[Dataset excerpts on object pointing]
_____

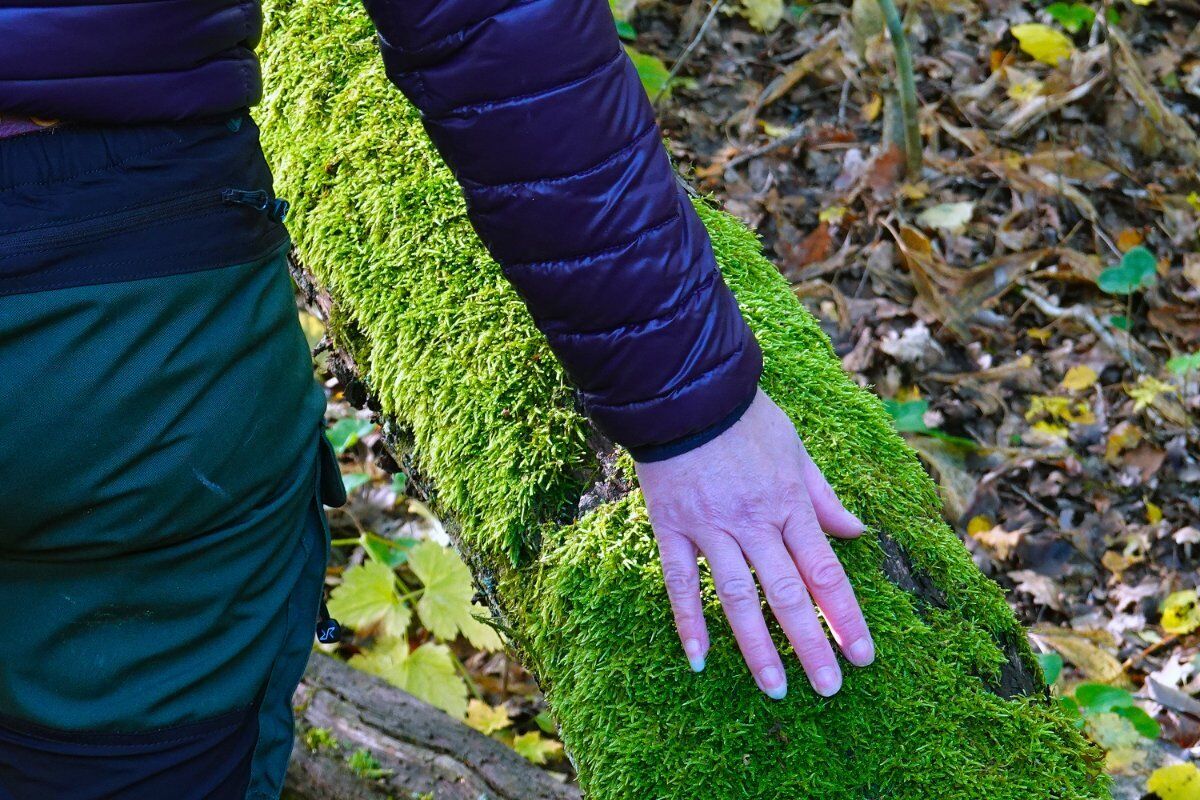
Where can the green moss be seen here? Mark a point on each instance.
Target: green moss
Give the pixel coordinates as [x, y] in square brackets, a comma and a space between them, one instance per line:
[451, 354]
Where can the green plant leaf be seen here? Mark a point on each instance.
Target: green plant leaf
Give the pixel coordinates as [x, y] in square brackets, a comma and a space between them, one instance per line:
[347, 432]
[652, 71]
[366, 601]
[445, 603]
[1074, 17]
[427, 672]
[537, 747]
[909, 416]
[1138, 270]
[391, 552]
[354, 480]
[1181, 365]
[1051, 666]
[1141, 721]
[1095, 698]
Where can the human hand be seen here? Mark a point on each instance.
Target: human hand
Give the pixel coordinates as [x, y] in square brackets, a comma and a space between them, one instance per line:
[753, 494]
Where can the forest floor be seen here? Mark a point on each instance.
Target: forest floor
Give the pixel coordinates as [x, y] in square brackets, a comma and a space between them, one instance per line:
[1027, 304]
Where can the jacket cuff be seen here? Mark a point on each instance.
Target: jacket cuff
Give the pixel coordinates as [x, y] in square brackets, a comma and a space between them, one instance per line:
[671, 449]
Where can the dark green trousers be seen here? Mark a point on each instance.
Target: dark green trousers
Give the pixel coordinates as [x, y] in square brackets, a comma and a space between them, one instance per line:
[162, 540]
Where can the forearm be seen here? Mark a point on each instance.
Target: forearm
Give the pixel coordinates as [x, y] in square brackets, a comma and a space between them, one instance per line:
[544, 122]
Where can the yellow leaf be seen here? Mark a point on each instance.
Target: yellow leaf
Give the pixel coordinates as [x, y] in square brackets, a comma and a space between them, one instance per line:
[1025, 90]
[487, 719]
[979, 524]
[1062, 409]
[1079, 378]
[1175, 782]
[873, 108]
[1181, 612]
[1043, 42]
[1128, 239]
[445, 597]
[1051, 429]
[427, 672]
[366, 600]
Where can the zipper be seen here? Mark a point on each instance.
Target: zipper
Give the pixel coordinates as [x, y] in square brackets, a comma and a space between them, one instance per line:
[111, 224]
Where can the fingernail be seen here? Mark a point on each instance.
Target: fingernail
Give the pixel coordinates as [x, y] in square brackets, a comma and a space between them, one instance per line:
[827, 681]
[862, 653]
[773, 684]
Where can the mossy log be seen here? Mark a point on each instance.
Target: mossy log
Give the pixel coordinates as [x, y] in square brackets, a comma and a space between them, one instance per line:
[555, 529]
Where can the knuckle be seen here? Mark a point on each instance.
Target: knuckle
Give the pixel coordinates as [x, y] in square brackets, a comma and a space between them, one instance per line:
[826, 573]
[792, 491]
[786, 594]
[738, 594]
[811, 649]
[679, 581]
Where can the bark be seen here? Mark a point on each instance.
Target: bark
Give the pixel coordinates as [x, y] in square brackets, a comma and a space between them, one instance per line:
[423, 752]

_____

> Problem to solve: Copy everything from the line containing "Where can the bark" down to the end of the entries, requests included, and shift every pixel coordinate in the answers by -29.

> Complete output:
Where can the bark be seen here? Mark a point on each instance.
Target: bark
Give the pixel coordinates as [x, y] in square brackets, a comma and a space between them, one instance per line:
[394, 723]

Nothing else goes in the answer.